Text =
=======

Comparative human–animal studies further suggest that consonants are more specific to human speech than vowels are. Contrary to humans, New World monkeys (cotton-top tamarins) are only able to extract statistical regularities based on vowels (Newport, Hauser, Spaepen, & Aslin, 2004). Moreover, while monkeys have a steady-state formant perception comparable to the one of humans (Sommers, Moody, Prosen, & Stebbins, 1992), and can learn to discriminate the manner of articulation of consonants (Sinnott & Williamson, 1999), they exhibit problems in learning the place of articulation contrasts. Consequently, they process formant transitions differently from humans (Sinnott & Gilmore, 2004). On the production side, nonhuman primates can produce harmonic sounds very similar to vowels in order to provide indexical information about sex, age, identity, emotion, etc. (Owren et al., 1997, Rendall et al., 1996). However, only humans have elaborated the supralaryngeal articulations that, by inserting consonants into the vocalic carrier (MacNeilage & Davis, 2000), allow the emergence of a rich set of meaningful contrasts.

In summary, learning and developmental research support the notion that vowels and consonants subtend different linguistic functions, with consonants being more tied to word identification, while vowels essentially contribute to grammar and to prosody. In addition, neuropsychological dissociations show that the processing of these two classes of speech segments is dissociable by brain damage. Furthermore, comparative human–animal studies suggest that vowels may be less specific to speech than consonants. As a consequence, vowels may be more intricately linked than consonants to other non-linguistic auditory dimensions, like melody.

=======

Brief 1 =
Decide whether each statement agrees with the text on vowels and consonants: (a) cotton-top tamarins can extract statistical regularities based on consonants; (b) monkeys can learn to discriminate the manner of articulation of consonants; (c) nonhuman primates can produce harmonic sounds very similar to vowels. Answer yes or no for each, quoting the deciding words.
Brief 2 =
According to the text on vowels and consonants, why may vowels be more intricately linked than consonants to non-linguistic auditory dimensions such as melody? Answer in one to three sentences.
Brief 3 =
Translate this sentence from the text on vowels and consonants into Spanish: "In addition, neuropsychological dissociations show that the processing of these two classes of speech segments is dissociable by brain damage."

=======

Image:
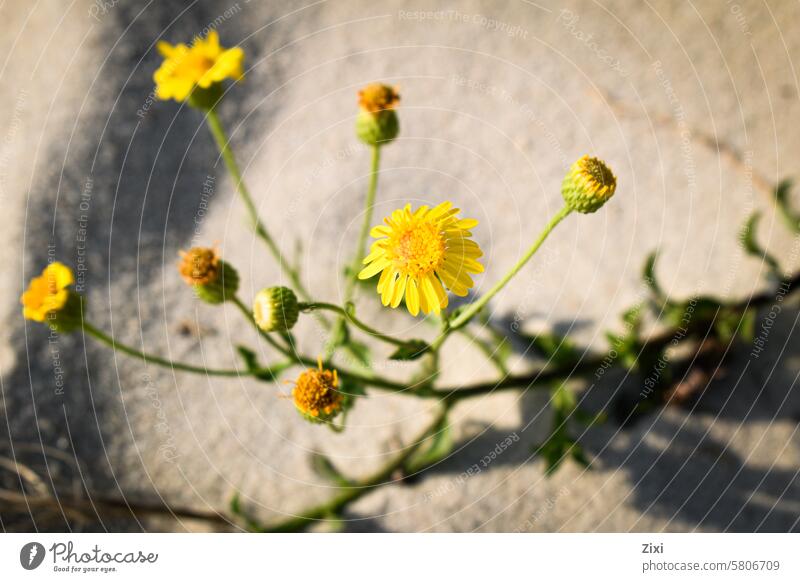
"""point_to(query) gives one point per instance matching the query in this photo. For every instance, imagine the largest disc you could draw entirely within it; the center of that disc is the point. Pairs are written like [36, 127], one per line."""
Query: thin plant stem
[151, 359]
[221, 139]
[355, 266]
[476, 306]
[351, 493]
[349, 317]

=======

Worked answer 1 =
(a) No: "New World monkeys (cotton-top tamarins) are only able to extract statistical regularities based on vowels"
(b) Yes: "can learn to discriminate the manner of articulation of consonants"
(c) Yes: "nonhuman primates can produce harmonic sounds very similar to vowels"

Worked answer 2 =
Comparative human–animal studies suggest that vowels may be less specific to speech than consonants. As a consequence, vowels may be more closely tied than consonants to other non-linguistic auditory dimensions, like melody.

Worked answer 3 =
Además, las disociaciones neuropsicológicas muestran que el procesamiento de estas dos clases de segmentos del habla es disociable por daño cerebral.